> **DATA IN THIS EXERCISE**:
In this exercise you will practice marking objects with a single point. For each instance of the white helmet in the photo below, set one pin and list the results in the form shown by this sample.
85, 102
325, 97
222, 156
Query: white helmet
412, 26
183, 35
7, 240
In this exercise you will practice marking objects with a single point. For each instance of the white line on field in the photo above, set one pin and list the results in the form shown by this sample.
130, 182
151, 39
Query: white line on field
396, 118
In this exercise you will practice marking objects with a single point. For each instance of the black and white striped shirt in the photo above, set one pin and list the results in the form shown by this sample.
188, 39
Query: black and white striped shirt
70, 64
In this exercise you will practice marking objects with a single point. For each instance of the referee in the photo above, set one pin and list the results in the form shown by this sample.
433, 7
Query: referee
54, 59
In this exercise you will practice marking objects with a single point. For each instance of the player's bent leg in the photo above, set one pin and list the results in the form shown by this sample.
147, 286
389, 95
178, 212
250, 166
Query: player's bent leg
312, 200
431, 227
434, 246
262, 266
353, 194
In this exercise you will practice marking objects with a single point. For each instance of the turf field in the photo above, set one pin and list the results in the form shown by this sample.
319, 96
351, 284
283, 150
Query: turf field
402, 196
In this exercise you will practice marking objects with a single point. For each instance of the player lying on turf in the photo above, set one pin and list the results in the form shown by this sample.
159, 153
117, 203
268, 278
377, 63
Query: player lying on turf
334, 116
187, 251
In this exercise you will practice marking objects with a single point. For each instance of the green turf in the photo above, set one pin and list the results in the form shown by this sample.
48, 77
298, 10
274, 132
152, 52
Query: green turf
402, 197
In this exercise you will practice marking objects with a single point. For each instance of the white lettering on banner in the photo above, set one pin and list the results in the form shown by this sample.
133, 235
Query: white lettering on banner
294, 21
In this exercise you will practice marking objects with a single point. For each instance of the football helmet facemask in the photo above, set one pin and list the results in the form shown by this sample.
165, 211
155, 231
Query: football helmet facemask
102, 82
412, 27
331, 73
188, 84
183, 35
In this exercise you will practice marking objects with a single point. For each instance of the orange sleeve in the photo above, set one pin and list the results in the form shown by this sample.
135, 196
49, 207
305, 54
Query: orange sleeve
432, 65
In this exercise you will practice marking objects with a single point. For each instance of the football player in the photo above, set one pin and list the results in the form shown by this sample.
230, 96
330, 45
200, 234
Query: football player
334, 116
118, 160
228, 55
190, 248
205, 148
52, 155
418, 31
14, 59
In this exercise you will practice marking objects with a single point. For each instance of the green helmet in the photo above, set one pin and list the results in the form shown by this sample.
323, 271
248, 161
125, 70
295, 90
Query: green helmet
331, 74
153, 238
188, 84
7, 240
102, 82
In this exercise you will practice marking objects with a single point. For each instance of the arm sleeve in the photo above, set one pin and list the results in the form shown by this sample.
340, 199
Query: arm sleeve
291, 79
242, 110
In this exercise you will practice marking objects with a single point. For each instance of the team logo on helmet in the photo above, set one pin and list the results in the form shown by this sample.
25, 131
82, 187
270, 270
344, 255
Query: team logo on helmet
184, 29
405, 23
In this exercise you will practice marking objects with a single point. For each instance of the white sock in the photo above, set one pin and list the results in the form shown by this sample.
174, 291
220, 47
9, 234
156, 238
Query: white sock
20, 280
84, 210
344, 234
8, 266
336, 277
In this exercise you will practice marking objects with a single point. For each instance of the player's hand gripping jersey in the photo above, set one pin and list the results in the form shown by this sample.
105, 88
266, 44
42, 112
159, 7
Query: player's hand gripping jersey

> **EXERCISE DESCRIPTION**: Exactly reproduce all of the entries.

> **REPLY**:
In this exercise you will practice marking objects with a single point. For each instance of the white helmet in the photo below, set one pin and list the results in the form shown by this sample.
85, 102
325, 97
222, 156
Query: white helmet
412, 26
183, 35
7, 240
In this exercise you will practice marking objects with a single point. For each instance of the white line on field in the photo above, set one pin and list the results in the form shown by this sample.
130, 182
151, 39
Query: white line on field
396, 118
In this exercise you will practice marking objects with a single point. For each instance of the black and white striped shirt in the photo above, set one pin and list the results in the form shown by this sample.
188, 39
Query: black and white striped shirt
70, 64
In this exercise you will practice marking objects with a single point. For each instance of the referee in the photo above, set one pin and list the results in the form shown by this sample.
433, 7
Query: referee
54, 59
In this exercise you will practice marking objects with a single point. For each instance of the player's bent leg in the photo above, set one pin and list the results in the form shown by this sample.
147, 286
389, 95
178, 212
250, 166
Query: player's bent leg
312, 200
431, 227
434, 246
262, 266
353, 194
In this exercise you will practice marking objects with a single point. For each instance of the turf field in the photo above, set one pin and list the results in the form shown by this sample.
319, 96
351, 284
283, 150
Query: turf field
402, 196
In this exercise you will practice marking objects with a single point. For each instance of the player lying on turf in the photo above, set one pin and list the results in the form shown by this sample.
159, 153
117, 203
268, 278
377, 63
Query: player lying on turf
334, 116
187, 251
In this exercise you will practice marking objects with a single point. For each instance of the green turf in the photo above, set one pin and list the results in the form shown by this sample.
48, 77
298, 10
274, 132
152, 52
Query: green turf
402, 197
In this exercise you will practice marking objects with a single point. For each instance of the white lettering on banner in the photo above, set one pin and list the results in the form shown by this sample.
133, 235
Query: white lettering on banner
294, 21
In this exercise you will practice marking objects with a single point. For each instance of the football helmet facemask in the photo above, set one pin and list the results in the form shown by this sample.
165, 211
155, 231
Query: football helmet facemask
102, 82
412, 27
331, 73
188, 84
183, 35
In this exercise you will practice marking objects with a single point. For each instance of the orange sleeve in the photo above, set one pin and list the results in the form shown by this sample.
135, 196
49, 207
305, 54
Query: orange sleeve
432, 65
In this exercise you will practice marking objects with a single point. For each instance of the football player in the photo above, set one pin and list the results in the form shown by this sample.
230, 96
330, 45
200, 234
Query: football player
334, 116
118, 160
228, 55
190, 248
205, 148
52, 155
418, 31
14, 59
In this exercise you will practice marking objects with a single point. For each instance of the green helmet in the photo above, set one pin and list the results in the form shown by this sample.
323, 271
248, 161
125, 70
295, 90
Query: green helmet
331, 74
153, 238
188, 84
7, 240
102, 82
In this exercise you will practice marking objects with a single point. For each instance of the arm sleeve in the photo above, set one pin and list the results in the form shown by this sample.
340, 199
Query: arm sleeve
291, 79
242, 110
In this exercise you will practice marking objects with a single point. For each instance of the team logo on helmet in the photo above, set one pin and list the results in the form shown by this sample.
25, 131
82, 187
270, 270
344, 255
Query: team logo on helmet
184, 29
405, 23
In this exercise you will practice marking objects with a single point. For each instance of the white sock in the photo above, set one pin and list the results in the form shown by this sample.
174, 291
220, 47
9, 234
156, 238
Query: white sock
20, 280
84, 210
344, 234
8, 266
336, 277
In this exercise you will practice marking objects with a single point. For each instance of the player's hand gripping jersey in the photo above, set one pin and list the results in the form shown by this sample.
105, 88
266, 44
42, 112
159, 7
Query: player's hand gripping jersey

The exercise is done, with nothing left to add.